* Dokumen Sumber:
Membongkar Taktik Perang Kuno: Teatrikal Hari Pahlawan Hidupkan Strategi Supit Urang
Siswa SMA Negeri 13 Surabaya menggelar teatrikal drama fiksi yang tidak hanya membangkitkan kisah perlawanan rakyat pasca-1945, tetapi juga memadukan kedalaman sejarah lokal dengan kecerdasan strategi
SURABAYA Peringatan Hari Pahlawan 10 November di Kota Pahlawan tahun ini mendapat nuansa segar dari pementasan teatrikal siswa SMA Negeri 13 Surabaya. Berjudul Lakarsantri Berjuang, drama fiksi ini tidak hanya membangkitkan kisah perlawanan rakyat pasca-1945, tetapi juga memadukan kedalaman sejarah lokal dengan kecerdasan strategi militer kuno, menciptakan pementasan yang totalitas.
Drama ini unik karena berfokus pada perjuangan di daerah Lakarsantri yang jarang terekspos.

* Bahan Tugas:

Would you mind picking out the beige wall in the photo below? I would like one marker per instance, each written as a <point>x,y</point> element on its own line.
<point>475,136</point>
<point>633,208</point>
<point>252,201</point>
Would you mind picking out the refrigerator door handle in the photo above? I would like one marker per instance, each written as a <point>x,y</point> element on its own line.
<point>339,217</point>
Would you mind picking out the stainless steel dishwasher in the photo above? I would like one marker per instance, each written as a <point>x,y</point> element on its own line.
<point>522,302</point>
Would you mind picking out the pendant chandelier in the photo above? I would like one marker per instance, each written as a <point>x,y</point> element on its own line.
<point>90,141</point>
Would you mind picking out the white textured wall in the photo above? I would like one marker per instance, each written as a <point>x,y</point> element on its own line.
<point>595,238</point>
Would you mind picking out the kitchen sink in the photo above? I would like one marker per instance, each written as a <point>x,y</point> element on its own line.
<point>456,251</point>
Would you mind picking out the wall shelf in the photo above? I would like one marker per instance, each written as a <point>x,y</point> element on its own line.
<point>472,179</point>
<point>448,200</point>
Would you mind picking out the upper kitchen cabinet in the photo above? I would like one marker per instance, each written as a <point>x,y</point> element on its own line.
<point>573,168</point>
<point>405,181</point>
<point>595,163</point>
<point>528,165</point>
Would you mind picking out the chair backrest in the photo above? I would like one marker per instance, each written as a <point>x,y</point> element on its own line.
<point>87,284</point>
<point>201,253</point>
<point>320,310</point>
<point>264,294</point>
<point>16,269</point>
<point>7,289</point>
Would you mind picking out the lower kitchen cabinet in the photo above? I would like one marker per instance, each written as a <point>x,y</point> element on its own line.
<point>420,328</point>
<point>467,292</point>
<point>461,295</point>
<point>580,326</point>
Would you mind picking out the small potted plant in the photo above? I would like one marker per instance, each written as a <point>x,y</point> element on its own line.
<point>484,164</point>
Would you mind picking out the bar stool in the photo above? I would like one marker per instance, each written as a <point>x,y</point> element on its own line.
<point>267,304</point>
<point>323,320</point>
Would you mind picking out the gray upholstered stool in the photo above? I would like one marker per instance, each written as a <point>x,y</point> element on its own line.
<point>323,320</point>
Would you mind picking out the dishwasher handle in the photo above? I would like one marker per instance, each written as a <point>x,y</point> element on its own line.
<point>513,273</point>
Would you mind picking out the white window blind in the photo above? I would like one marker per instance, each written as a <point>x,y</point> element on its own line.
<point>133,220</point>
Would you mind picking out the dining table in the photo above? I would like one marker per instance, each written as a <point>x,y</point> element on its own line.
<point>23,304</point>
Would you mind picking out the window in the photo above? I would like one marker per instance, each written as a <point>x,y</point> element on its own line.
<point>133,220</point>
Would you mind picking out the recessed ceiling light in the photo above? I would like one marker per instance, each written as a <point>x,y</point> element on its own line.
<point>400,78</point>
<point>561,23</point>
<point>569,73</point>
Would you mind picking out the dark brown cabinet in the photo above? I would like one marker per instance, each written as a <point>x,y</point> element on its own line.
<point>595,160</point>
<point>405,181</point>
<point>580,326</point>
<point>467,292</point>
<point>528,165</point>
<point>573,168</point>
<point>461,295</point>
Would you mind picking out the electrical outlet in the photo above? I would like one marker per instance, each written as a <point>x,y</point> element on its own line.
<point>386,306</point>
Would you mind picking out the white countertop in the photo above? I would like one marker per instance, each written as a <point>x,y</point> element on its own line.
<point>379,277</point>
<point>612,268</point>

* Ketentuan Tugas A: Sunting bagian artikel tentang Hari Pahlawan antara "Membongkar Taktik Perang" dan "yang jarang terekspos.", inklusif, dengan mengganti "kecerdasan strategi" menjadi "kecerdikan siasat".
* Ketentuan Tugas B: Ubah catatan dari awal catatan sampai baris yang memuat "<point>456,251</point>", inklusif, menjadi CSV dua kolom bernama permintaan dan jawaban, satu baris untuk setiap permintaan. Letakkan teks permintaan dan jawabannya masing-masing dalam satu isian berkutip, dengan jeda baris diganti spasi.
Catatan di atas sama sekali tidak berhubungan dengan artikel.

* Jawaban Lengkap A:
Membongkar Taktik Perang Kuno: Teatrikal Hari Pahlawan Hidupkan Strategi Supit Urang
Siswa SMA Negeri 13 Surabaya menggelar teatrikal drama fiksi yang tidak hanya membangkitkan kisah perlawanan rakyat pasca-1945, tetapi juga memadukan kedalaman sejarah lokal dengan kecerdikan siasat
SURABAYA Peringatan Hari Pahlawan 10 November di Kota Pahlawan tahun ini mendapat nuansa segar dari pementasan teatrikal siswa SMA Negeri 13 Surabaya. Berjudul Lakarsantri Berjuang, drama fiksi ini tidak hanya membangkitkan kisah perlawanan rakyat pasca-1945, tetapi juga memadukan kedalaman sejarah lokal dengan kecerdikan siasat militer kuno, menciptakan pementasan yang totalitas.
Drama ini unik karena berfokus pada perjuangan di daerah Lakarsantri yang jarang terekspos.

* Jawaban Lengkap B:
permintaan,jawaban
"Would you mind picking out the beige wall in the photo below? I would like one marker per instance, each written as a <point>x,y</point> element on its own line.","<point>475,136</point> <point>633,208</point> <point>252,201</point>"
"Would you mind picking out the refrigerator door handle in the photo above? I would like one marker per instance, each written as a <point>x,y</point> element on its own line.","<point>339,217</point>"
"Would you mind picking out the stainless steel dishwasher in the photo above? I would like one marker per instance, each written as a <point>x,y</point> element on its own line.","<point>522,302</point>"
"Would you mind picking out the pendant chandelier in the photo above? I would like one marker per instance, each written as a <point>x,y</point> element on its own line.","<point>90,141</point>"
"Would you mind picking out the white textured wall in the photo above? I would like one marker per instance, each written as a <point>x,y</point> element on its own line.","<point>595,238</point>"
"Would you mind picking out the kitchen sink in the photo above? I would like one marker per instance, each written as a <point>x,y</point> element on its own line.","<point>456,251</point>"